Hollowed-out downtowns, lower foot traffic in commercial zones, and less work supporting office workers undercut revenue for many small companies wrestling with inflation, Raisz said.

“We had this whole structure that was very sound,” Raisz said. “Everything’s tied together. That was disrupted. That’s left a lot of small businesses wondering whether it even makes sense to keep going.”

Despite the layoffs and an overall slowdown in venture capital funding, the Bay Area remains a tech powerhouse. The artificial intelligence industry is drawing billions in new investment, so it is not surprising that many Bay Area companies would express more optimism than their counterparts across the U.S., Raisz said.

“More money has been pumped into sub-sectors of our economy than in any other place,” she said.

And some Bay Area owners’ optimism is on the upswing.

“We have been consistently growing,” said Abbas Attarwala, co-founder of Union City fragrance maker Nemat International. “We’ve added three new employees this year. We expect to add more closer to the end of the year. We are blessed. We are very happy with where things are, where things are going.”

Given exercise 1
Transcribe the passage on Bay Area small businesses, starting with "Despite the layoffs" and going on through "U.S., Raisz said.".
Given exercise 2
In the passage on Bay Area small businesses, how many new employees has Nemat International added this year?

[Records of labeled boxes]
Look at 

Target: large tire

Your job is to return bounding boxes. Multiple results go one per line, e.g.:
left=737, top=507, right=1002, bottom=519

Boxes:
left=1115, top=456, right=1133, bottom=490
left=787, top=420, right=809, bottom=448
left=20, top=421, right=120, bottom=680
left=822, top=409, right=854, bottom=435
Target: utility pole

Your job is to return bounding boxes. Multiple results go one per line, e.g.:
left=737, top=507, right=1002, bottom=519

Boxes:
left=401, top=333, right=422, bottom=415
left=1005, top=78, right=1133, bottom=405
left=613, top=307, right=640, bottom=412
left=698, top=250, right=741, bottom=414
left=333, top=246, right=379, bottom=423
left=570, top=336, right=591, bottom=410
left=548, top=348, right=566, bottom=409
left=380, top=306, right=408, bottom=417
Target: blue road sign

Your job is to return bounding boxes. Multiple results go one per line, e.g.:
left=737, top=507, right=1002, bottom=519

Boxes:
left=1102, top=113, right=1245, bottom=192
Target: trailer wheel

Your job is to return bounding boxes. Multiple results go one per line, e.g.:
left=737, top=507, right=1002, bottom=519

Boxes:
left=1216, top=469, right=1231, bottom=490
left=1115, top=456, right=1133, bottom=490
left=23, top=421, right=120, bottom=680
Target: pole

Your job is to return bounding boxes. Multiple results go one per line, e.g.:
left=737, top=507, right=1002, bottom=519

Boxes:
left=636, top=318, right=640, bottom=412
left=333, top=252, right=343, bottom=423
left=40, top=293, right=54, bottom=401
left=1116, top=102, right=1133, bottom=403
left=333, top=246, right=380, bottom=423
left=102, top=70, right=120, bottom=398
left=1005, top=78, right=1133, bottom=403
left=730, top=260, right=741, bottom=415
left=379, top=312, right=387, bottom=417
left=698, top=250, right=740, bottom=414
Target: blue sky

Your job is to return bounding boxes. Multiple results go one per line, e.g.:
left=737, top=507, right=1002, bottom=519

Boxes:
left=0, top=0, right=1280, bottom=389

Full answer 1
Despite the layoffs and an overall slowdown in venture capital funding, the Bay Area remains a tech powerhouse. The artificial intelligence industry is drawing billions in new investment, so it is not surprising that many Bay Area companies would express more optimism than their counterparts across the U.S., Raisz said.

Full answer 2
Three.